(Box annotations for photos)
• • • • •
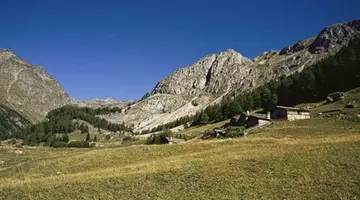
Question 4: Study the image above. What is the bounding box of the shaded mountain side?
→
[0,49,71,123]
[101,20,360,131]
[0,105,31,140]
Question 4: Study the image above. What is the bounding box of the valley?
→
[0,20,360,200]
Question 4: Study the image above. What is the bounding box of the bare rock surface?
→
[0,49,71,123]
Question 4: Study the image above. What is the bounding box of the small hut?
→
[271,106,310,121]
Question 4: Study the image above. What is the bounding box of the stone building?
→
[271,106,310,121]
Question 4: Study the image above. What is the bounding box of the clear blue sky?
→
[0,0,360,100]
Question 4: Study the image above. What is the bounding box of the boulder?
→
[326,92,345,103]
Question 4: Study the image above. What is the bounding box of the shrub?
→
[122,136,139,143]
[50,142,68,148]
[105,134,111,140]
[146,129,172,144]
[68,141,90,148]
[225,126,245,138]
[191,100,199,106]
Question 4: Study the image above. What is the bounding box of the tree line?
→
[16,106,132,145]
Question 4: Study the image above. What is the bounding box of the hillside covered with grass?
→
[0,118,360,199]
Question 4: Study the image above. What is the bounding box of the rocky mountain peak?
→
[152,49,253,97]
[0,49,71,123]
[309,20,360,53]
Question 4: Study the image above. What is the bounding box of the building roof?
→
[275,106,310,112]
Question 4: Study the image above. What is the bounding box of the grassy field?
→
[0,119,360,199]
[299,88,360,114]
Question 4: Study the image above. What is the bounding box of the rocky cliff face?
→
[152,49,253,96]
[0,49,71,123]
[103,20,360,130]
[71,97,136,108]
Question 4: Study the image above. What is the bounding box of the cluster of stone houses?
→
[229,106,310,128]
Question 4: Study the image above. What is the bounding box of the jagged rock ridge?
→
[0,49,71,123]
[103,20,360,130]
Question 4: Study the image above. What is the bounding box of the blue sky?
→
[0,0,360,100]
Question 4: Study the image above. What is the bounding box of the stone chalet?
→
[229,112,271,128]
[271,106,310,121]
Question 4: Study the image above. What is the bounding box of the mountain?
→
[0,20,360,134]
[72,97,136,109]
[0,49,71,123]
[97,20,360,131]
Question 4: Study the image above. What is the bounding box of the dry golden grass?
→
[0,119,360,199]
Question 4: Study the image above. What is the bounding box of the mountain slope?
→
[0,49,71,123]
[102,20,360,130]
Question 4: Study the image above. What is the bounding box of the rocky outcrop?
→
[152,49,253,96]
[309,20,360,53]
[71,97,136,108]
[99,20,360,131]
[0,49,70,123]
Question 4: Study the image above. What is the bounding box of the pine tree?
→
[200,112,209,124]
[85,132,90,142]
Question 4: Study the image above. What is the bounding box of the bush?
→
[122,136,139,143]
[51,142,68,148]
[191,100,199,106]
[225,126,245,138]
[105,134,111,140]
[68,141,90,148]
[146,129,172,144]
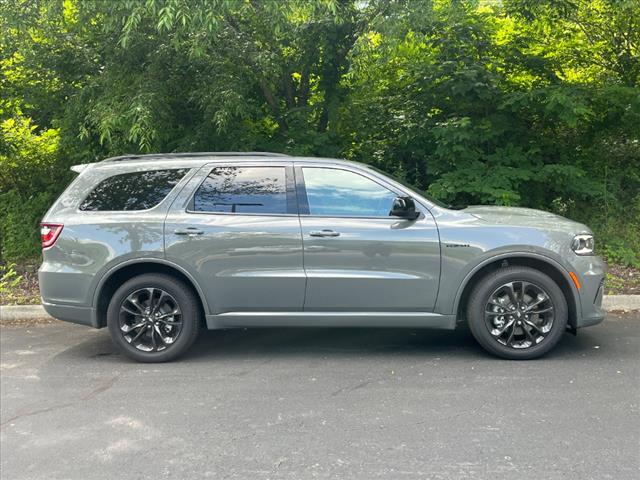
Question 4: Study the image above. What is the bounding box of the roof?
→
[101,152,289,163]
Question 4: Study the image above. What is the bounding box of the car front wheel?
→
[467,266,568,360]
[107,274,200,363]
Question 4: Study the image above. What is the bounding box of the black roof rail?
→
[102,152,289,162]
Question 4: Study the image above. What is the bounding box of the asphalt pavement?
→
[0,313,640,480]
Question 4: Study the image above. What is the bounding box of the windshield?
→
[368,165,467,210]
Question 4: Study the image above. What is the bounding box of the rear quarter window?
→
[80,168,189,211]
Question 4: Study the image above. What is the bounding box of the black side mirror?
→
• • • • •
--- REQUIREMENTS ---
Reproduce the entire listing above word for word, leaving out the pictures.

--- RESULT OF THIS TASK ---
Question 4: Study the image above. What is the bounding box of the shaded mountain side?
→
[0,49,71,123]
[101,20,360,131]
[0,105,31,140]
Question 4: Study the image above. What is the bounding box of the valley?
→
[0,20,360,200]
Question 4: Study the image above. What is the bounding box of the bare rock surface?
→
[0,49,71,123]
Question 4: Study the image above. What is the bounding box of the small hut?
→
[271,106,310,121]
Question 4: Study the image above. What is the bounding box of the stone building?
→
[271,106,310,121]
Question 4: Study the image above. What is the bounding box of the clear blue sky?
→
[0,0,360,100]
Question 4: Study the image above. What is the bounding box of the boulder?
→
[326,92,345,103]
Question 4: Study the image above. What is the bounding box of the shrub?
→
[122,136,139,143]
[50,142,68,148]
[105,134,111,140]
[146,129,172,144]
[68,141,90,148]
[225,126,245,138]
[191,100,199,106]
Question 4: Study the image above. What is the bounding box of the tree line?
→
[16,106,132,145]
Question 4: Study the image above. What is the bounding box of the hillside covered with grass?
→
[0,118,360,199]
Question 4: Study the image above. What is the bounding box of the rocky mountain peak?
→
[152,49,253,97]
[0,49,71,123]
[309,20,360,53]
Question 4: Study the image above. What is the bounding box of the building roof?
→
[275,106,310,112]
Question 4: Study the image above. What is the bounding box of the grassy field?
→
[0,119,360,199]
[299,88,360,114]
Question 4: Study the image above. What is the bounding box of the rocky cliff face?
→
[152,49,253,96]
[0,49,71,123]
[103,20,360,130]
[71,97,136,108]
Question 4: Study the image above. What is the bounding box of the cluster of stone houses?
→
[229,106,310,128]
Question 4: Study the image above. What is the bounding box of the jagged rock ridge?
→
[0,49,71,123]
[103,20,360,130]
Question 4: Study the image above. What is the bounding box of the blue sky?
→
[0,0,360,100]
Question 4: Study the image above. What is the bounding box of the stone chalet?
→
[229,112,271,128]
[271,106,310,121]
Question 4: Study the image above. What is the bounding box of the mountain?
→
[0,20,360,134]
[72,97,136,109]
[0,49,71,123]
[97,20,360,131]
Question 4: Study the image above. What is the bounding box of the dry golden grass?
→
[0,119,360,199]
Question 4: Study the image above. What is the bounding box of the mountain slope?
→
[0,49,71,123]
[102,20,360,130]
Question 4: Study the image above. What is the bounding box of the rocky outcrop?
→
[152,49,253,96]
[309,20,360,53]
[71,97,136,108]
[99,20,360,131]
[0,49,70,123]
Question 4: Study the image above. What is the bounding box of the pine tree?
→
[200,112,209,124]
[85,132,90,142]
Question 4: Study the image above. What is the bounding box of the bush?
→
[122,136,139,143]
[51,142,68,148]
[191,100,199,106]
[225,126,245,138]
[105,134,111,140]
[68,141,90,148]
[146,129,172,144]
Question 4: Study the image above. What is the bounding box of the roof?
→
[101,152,289,163]
Question 4: Study the image above. What is the bounding box of the car front wheel?
→
[467,266,568,360]
[107,274,200,363]
Question 4: Study the image above. What is the bounding box of the black roof rail?
→
[102,152,289,162]
Question 4: Study the image above. What is the bounding box of the asphalt pavement?
→
[0,313,640,480]
Question 4: Study the image above. What is the bounding box of the windshield?
→
[368,165,467,210]
Question 4: Study the image above. What is the bounding box of the rear quarter window?
→
[80,168,189,211]
Question 4: Study the image above. What is the bounding box of the black side mirror?
→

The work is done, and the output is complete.